The entries are to be output once more, word for word.

> **EXTRACTED DATA**:
********
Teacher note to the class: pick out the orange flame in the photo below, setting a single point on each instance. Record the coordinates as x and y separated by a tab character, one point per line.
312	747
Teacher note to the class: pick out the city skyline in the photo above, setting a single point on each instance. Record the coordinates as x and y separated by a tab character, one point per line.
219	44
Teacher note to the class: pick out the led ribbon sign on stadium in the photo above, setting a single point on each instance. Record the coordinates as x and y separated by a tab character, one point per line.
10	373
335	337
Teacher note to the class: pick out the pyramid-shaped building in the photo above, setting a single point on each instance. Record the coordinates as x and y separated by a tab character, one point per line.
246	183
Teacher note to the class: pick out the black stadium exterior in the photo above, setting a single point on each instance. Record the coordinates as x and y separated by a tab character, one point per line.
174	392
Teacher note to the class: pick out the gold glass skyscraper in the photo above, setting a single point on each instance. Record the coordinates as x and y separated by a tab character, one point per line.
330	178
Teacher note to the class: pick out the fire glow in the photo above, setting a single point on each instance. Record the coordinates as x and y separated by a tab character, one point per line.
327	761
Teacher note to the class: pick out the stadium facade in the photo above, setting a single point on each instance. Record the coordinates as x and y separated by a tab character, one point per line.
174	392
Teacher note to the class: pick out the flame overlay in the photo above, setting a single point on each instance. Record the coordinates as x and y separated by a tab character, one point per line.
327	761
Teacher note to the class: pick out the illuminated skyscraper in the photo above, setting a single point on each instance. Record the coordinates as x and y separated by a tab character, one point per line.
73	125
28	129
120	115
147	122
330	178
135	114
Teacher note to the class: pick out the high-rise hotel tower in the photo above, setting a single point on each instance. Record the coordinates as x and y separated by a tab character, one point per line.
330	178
********
> **EXPECTED ANSWER**:
Teacher note to the class: pick out the orange flame in the photo below, setting a single point on each instance. Record the coordinates as x and y separated by a tab character, one point per line.
312	747
Teacher note to the class: pick out the city skyline in the photo above, setting a single point on each instance. Record the coordinates as x and y separated by a tab character, one point per line.
219	44
Teacher note to the class: pick out the led ribbon sign on stadium in the photo above, setting a single point on each instance. Record the coordinates as x and y separated by a tab character, one point per line.
10	373
335	337
Teacher note to the class: pick out the pyramid-shaped building in the photo above, setting a single point on each instance. Record the coordinates as x and y separated by a tab character, one point per line.
246	183
Teacher note to the class: pick out the black stadium exterior in the photo above, setting a single point on each instance. Record the coordinates as x and y separated by a tab character, one point per line.
174	392
Teacher note to the class: pick out the gold glass skyscraper in the photo above, setting a single point on each instance. Record the coordinates as x and y separated by a tab character, one point per line.
330	178
Teacher note to the class: pick out the fire glow in the photo above, setting a single point on each instance. Record the coordinates as x and y separated by a tab character, one point per line.
327	761
Teacher note to the class: pick out the stadium facade in the photo above, setting a single point on each instance. Record the coordinates as x and y separated by a tab character, one point per line.
174	392
Teacher note to the class: pick out the flame overlay in the photo above, setting a single point on each instance. Record the coordinates as x and y separated by a tab character, one point per line.
327	761
Teacher note to the class: pick out the illuminated skyscraper in the photo above, setting a single point on each instance. Record the coordinates as x and y separated by a tab character, one point per line.
73	125
28	129
120	115
147	122
330	178
135	114
Teacher note to the class: pick out the high-rise hotel tower in the photo above, setting a single point on each instance. Record the coordinates as x and y separated by a tab character, one point per line.
330	178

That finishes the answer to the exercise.